_Text section_
_ _ _ _ _

Figure 6 shows the spatial distribution of storm surge statistics between P1 and P2 at the 10 tidal stations. While an overall increase in storm surge height was evident at all stations, a statistically increase tendency was more pronounced at four stations (Harumi, Chiba, Yokohama, and Mera) in Tokyo Bay. The magnitude of the change indicates that storm surge heights in Tokyo Bay increased by an average of +45 % per decade, which is 4 % larger than the overall increase (+41 %) observed along the Central Japan coasts, including Tokyo and its' neighboring cities (considering all 10 stations). Only one case shows the storm surge exceeded 100 cm in Tokyo Bay during P1, in contrast with six events recorded during P2, including four in the last decade. Additionally, similar significant increases in storm surge heights were evident along open coasts (+33 % per decade; considering five stations on open coastlines) and in semi-enclosed bays (+44 % per decade; considering five stations in bays).
Spatial distribution of storm surge change statistics between P1 (1980–1999) and P2 (2000–2019) along the coast of Central Japan.
Table 2 shows the differences in the TC parameters that can influence surge magnitude, including wind speed, TC size, and translation speed at the landfall time, between P1 and P2. TCs during P2 had greater influence on greater storm surge generation than those in P1 due to their stronger wind speeds and larger sizes. Differences in wind speed and size between P1 and P2 were statistically significant at the 95 % level. Although landfalling TC translation speeds during P2 decreased by ∼ 5 % compared with P1, this difference was not statistically significant. This finding contrasts with those of Yamaguchi and Maeda (2020b), who found a significant decrease (36 %) in the translation speed of approaching TCs in the central coast of Japan. However, Yamaguchi and Maeda's (2020b) findings were valid for the selected approaching TCs (including those that did not make landfall) in September over the last 40 years (1980–2019). In this study, we considered all the TCs that made landfall in any month (the selected 36 TCs made landfall between June and October) during the same 40-year period.

_ _ _ _ _

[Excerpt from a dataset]
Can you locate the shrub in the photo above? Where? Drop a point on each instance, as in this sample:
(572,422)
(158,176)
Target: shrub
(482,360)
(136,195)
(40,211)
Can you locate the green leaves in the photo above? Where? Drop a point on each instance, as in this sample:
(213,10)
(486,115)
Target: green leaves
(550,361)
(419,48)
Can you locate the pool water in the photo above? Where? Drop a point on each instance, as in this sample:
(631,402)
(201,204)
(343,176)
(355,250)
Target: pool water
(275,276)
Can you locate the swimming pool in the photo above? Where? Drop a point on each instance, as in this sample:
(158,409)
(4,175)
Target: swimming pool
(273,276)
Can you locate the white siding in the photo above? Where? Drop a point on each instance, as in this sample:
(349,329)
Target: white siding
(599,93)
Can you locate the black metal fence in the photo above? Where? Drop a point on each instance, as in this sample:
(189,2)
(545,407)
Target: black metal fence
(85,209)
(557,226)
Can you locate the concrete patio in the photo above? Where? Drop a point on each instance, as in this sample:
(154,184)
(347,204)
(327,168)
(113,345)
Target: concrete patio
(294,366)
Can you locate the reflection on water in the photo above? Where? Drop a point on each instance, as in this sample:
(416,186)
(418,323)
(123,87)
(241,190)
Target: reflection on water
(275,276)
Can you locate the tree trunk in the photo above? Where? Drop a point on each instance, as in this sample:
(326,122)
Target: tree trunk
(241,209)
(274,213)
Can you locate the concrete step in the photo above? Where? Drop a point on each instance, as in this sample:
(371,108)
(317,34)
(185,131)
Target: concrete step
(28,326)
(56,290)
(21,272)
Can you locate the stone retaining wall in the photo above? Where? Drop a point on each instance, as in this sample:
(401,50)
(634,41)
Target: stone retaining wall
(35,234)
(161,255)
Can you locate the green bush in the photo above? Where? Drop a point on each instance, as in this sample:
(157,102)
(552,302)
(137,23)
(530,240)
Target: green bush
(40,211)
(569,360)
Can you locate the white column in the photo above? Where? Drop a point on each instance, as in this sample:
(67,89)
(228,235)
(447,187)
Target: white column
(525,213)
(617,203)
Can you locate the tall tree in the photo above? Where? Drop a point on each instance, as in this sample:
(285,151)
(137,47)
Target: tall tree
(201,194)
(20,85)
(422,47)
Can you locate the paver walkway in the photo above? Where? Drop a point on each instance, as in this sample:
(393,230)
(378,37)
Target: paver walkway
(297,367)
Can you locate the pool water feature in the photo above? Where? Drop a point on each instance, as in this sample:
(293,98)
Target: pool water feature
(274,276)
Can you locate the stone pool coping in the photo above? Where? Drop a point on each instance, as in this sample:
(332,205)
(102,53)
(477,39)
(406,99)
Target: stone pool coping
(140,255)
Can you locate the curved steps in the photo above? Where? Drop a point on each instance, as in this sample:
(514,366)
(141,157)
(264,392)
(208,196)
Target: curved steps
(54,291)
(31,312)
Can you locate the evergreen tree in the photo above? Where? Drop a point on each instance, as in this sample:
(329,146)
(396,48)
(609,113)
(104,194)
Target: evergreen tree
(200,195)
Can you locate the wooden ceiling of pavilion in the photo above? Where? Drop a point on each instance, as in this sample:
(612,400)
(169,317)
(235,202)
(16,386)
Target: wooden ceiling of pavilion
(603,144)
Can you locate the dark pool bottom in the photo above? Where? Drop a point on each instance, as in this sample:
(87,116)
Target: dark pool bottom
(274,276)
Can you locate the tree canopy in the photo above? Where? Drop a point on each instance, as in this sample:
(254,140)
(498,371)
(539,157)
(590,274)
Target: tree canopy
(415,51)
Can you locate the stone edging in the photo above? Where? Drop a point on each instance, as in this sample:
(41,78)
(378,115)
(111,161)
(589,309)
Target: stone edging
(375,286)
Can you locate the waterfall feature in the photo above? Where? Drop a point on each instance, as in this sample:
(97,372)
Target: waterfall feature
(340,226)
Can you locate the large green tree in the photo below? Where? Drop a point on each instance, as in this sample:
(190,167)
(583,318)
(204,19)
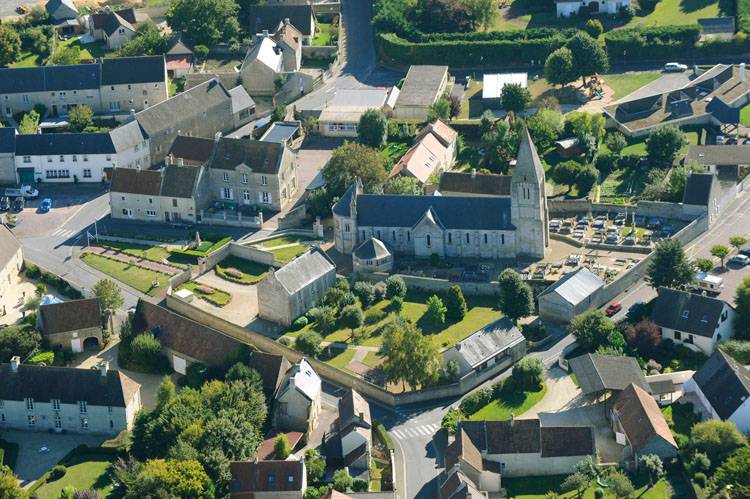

_ _ _ _ _

_Written instruction A_
Which four Tokyo Bay stations does the storm surge text name as showing a more pronounced increase tendency?
_Written instruction B_
List every line of the rows that contains the string "bush", treating uppercase and lowercase as different.

_Result A_
Harumi, Chiba, Yokohama, and Mera.

_Result B_
Can you locate the green bush in the photo above? Where? Drop a point on each instance, as in this sample:
Target: green bush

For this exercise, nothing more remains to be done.